> _Task goal_:
Only the lines below starting at the one containing "cat's ear, each" and ending at the one containing "white paw, each" belong in the answer, each copied exactly.

> _Data to use_:
====
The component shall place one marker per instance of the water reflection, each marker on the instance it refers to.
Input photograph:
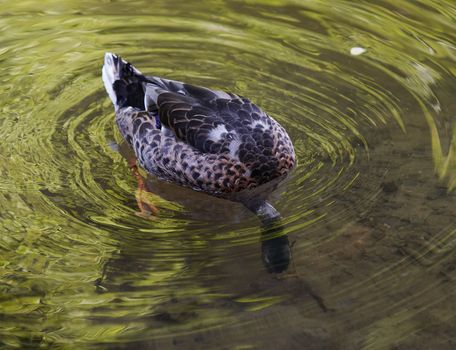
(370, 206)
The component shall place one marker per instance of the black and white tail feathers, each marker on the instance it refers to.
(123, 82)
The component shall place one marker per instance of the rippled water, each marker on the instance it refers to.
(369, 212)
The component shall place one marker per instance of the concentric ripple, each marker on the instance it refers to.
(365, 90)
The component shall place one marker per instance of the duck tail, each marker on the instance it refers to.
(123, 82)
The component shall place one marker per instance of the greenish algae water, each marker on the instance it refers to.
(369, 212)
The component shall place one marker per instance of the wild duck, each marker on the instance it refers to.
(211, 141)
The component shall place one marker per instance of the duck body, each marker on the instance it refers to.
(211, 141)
====
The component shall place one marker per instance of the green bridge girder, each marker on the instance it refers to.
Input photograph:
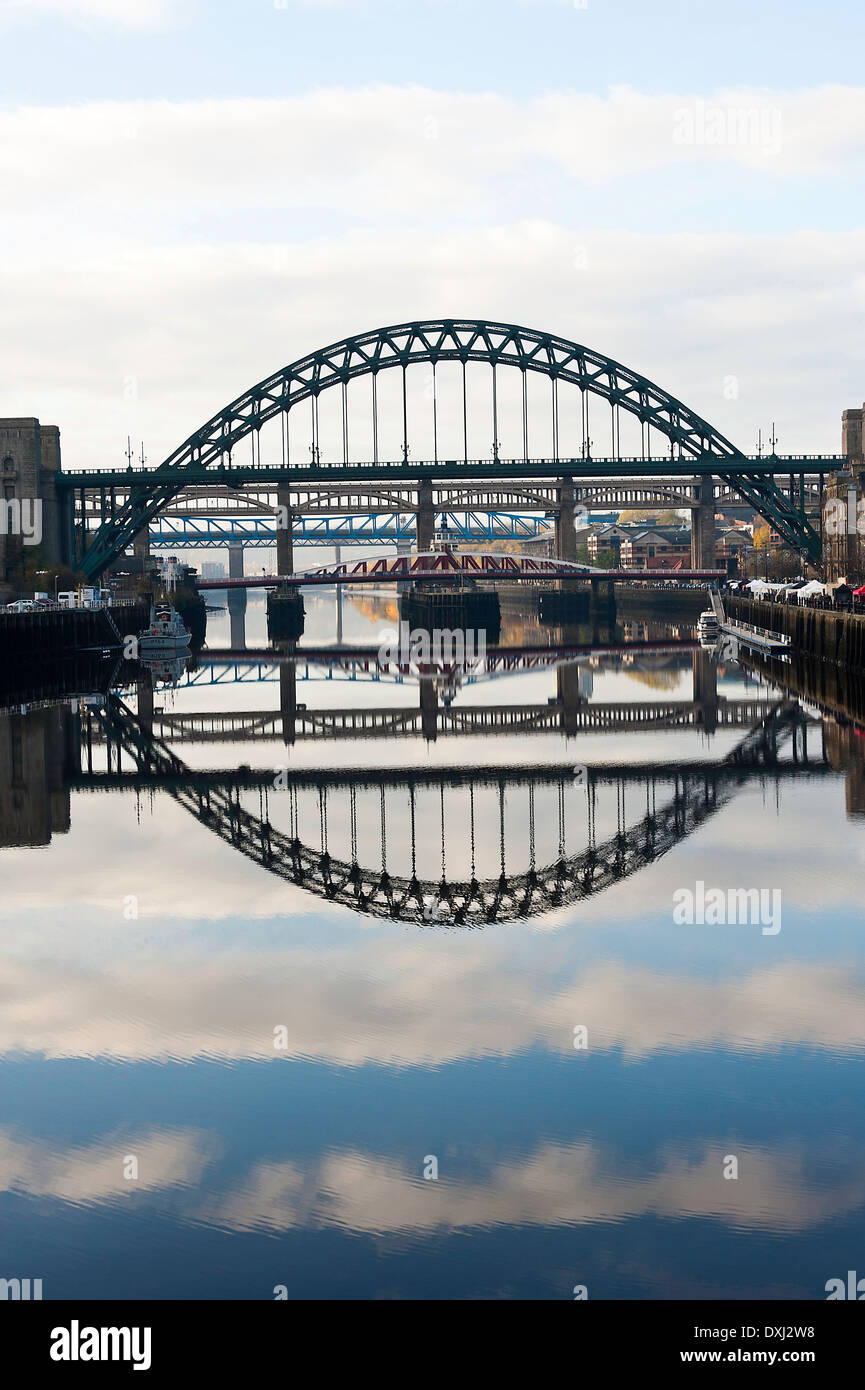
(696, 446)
====
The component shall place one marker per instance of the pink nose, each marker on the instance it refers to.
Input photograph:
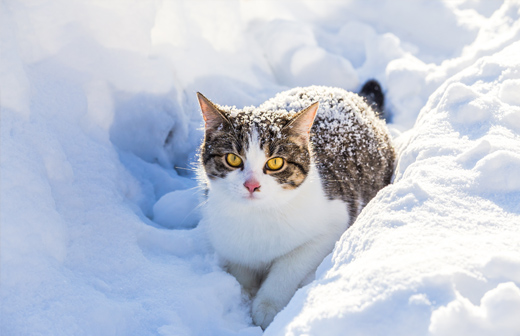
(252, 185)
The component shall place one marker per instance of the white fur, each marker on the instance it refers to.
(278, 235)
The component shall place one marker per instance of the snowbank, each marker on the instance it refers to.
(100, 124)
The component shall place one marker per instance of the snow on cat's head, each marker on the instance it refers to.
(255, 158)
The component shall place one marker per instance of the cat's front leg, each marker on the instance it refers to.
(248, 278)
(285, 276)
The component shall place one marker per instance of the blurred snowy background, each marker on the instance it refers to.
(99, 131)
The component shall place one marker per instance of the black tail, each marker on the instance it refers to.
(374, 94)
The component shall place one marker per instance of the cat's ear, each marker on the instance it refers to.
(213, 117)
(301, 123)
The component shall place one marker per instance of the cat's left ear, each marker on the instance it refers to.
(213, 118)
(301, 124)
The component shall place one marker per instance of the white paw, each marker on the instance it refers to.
====
> _Result of the task_:
The component shall place one marker per instance of the cat's ear, each marker on the instance it refers to.
(213, 117)
(301, 123)
The component shall place one marker per instance of the cat's left ear, each marker on the instance it refers to.
(213, 118)
(301, 124)
The component shall place one marker per instance of the white paw, each marker on the instance it refers to.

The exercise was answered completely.